Turn the records, from their beginning up to and including the line that contains "positive clicks: (161, 138) (166, 129)", into a JSON list of strings with one string per line and blank lines omitted. Leave the pictures out of the answer.
··· DATA EXCERPTS ···
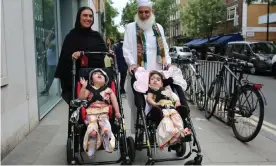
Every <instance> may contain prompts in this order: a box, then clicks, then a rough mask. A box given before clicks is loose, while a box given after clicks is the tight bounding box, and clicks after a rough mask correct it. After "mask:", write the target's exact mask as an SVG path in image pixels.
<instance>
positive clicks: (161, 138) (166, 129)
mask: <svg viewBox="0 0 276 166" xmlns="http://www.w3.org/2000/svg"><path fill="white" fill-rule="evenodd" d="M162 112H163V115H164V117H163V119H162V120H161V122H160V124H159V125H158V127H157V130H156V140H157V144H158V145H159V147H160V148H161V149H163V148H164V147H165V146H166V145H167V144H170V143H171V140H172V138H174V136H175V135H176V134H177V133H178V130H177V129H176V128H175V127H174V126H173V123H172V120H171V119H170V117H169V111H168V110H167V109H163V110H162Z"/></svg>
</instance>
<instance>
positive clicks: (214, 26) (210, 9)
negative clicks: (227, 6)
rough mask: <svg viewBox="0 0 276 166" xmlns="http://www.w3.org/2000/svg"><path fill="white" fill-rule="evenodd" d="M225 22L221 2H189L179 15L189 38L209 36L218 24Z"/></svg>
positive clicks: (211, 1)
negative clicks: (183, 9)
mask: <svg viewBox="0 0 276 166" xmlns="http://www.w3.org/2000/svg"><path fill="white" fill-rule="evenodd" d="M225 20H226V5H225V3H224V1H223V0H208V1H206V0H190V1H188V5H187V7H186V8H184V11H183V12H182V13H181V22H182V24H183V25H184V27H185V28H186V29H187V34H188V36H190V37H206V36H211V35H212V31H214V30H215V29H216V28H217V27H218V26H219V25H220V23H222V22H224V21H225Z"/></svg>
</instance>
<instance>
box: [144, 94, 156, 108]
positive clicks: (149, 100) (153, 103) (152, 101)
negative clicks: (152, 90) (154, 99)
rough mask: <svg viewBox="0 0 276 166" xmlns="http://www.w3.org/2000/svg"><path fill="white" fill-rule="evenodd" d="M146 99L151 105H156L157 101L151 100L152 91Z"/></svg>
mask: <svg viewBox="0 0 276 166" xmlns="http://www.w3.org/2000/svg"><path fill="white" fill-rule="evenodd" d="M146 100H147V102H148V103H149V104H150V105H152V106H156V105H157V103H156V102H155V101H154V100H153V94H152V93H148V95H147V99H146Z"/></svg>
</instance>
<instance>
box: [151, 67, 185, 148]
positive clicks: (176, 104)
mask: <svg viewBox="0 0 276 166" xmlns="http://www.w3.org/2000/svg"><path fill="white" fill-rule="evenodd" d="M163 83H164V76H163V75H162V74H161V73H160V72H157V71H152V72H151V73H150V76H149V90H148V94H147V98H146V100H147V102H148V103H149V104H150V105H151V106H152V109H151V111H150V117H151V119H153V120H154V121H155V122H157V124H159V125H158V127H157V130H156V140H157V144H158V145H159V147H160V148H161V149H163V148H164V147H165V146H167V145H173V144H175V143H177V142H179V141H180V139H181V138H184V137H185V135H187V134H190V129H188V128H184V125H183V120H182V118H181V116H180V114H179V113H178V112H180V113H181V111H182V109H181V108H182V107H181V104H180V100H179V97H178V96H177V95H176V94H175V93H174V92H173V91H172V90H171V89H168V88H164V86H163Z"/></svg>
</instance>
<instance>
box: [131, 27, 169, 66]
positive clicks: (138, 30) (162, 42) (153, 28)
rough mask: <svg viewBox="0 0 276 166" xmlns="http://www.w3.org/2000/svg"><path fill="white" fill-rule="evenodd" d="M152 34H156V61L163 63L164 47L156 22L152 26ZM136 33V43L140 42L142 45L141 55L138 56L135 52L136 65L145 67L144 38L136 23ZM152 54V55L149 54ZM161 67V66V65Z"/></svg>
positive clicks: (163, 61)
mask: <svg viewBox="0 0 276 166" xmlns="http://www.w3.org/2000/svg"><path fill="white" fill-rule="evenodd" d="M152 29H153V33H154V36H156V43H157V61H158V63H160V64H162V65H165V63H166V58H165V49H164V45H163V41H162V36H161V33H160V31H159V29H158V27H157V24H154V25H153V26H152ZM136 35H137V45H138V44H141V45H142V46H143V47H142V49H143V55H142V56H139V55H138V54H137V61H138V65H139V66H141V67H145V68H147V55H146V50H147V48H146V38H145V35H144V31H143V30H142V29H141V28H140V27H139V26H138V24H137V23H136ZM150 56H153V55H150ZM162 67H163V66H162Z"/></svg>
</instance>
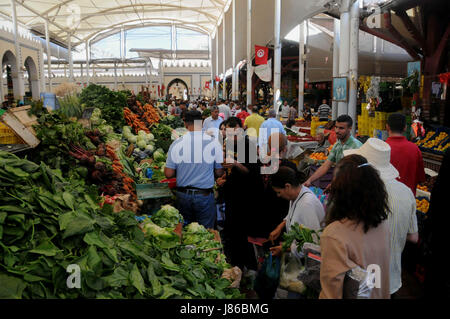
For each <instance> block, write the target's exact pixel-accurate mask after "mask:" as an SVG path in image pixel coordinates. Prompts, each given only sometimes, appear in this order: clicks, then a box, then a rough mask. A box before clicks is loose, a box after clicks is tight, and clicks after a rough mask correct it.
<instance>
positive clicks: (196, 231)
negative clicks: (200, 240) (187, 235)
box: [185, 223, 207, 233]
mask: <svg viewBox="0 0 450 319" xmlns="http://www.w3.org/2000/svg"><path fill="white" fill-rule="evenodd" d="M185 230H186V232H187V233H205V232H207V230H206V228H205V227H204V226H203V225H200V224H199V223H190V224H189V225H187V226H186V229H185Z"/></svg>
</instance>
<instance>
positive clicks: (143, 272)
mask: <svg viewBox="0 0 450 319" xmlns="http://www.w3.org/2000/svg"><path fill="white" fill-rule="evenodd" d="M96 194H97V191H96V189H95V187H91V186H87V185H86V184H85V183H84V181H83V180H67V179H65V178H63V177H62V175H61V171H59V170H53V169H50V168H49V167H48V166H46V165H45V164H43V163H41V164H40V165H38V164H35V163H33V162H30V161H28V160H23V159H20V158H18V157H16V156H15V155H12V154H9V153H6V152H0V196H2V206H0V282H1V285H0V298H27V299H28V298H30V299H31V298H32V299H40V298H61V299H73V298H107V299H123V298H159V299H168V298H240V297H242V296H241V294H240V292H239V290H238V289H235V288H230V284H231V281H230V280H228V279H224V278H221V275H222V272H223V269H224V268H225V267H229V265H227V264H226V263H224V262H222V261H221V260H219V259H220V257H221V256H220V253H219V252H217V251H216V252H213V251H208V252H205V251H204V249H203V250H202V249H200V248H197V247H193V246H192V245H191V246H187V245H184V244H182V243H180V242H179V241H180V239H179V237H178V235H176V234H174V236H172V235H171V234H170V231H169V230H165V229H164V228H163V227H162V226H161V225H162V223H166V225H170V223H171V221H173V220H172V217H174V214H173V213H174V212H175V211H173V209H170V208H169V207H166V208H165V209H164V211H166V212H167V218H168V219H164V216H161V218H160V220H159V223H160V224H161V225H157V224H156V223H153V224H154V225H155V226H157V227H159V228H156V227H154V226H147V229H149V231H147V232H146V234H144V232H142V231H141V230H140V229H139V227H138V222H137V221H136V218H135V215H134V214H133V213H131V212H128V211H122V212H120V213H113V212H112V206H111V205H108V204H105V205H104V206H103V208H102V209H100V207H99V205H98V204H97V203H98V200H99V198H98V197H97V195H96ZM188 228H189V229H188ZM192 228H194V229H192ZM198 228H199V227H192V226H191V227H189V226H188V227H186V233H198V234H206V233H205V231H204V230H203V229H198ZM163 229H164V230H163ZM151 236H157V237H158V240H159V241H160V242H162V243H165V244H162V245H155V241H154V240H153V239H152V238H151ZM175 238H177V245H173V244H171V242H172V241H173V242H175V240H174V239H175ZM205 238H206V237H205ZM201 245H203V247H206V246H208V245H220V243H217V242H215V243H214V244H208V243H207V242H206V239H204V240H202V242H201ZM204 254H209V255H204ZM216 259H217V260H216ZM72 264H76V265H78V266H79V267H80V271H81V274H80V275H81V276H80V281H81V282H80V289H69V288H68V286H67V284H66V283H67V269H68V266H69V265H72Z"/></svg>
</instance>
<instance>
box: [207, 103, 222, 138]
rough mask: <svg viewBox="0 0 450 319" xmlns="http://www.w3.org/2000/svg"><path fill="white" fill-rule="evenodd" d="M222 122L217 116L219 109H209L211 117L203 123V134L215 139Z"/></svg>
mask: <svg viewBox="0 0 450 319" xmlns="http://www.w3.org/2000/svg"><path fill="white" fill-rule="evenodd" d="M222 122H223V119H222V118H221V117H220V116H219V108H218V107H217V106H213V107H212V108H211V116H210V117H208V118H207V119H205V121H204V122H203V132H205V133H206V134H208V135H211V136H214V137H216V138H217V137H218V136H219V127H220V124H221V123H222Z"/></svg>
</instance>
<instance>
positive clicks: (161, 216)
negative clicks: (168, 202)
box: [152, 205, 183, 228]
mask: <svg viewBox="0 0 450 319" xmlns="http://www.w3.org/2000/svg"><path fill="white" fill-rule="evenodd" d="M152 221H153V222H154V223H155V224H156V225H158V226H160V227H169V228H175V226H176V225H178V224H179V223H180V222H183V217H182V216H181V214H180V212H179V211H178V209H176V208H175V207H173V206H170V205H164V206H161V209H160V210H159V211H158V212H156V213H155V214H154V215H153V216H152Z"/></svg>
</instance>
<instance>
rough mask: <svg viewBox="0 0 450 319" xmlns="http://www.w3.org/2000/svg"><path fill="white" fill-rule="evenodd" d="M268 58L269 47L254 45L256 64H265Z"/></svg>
···
RESPONSE FOR THIS EXERCISE ▸
[
  "Every <instance> may contain prompts in this order: a box, then clicks, then a rough mask. A box given before clicks is loose, while a box given after clicks is the tight bounding box, and clicks after a rough mask correct it. After \"mask:\", write the target's exact mask as an SVG path in image pixels.",
  "<instance>",
  "positive clicks: (161, 138) (166, 129)"
]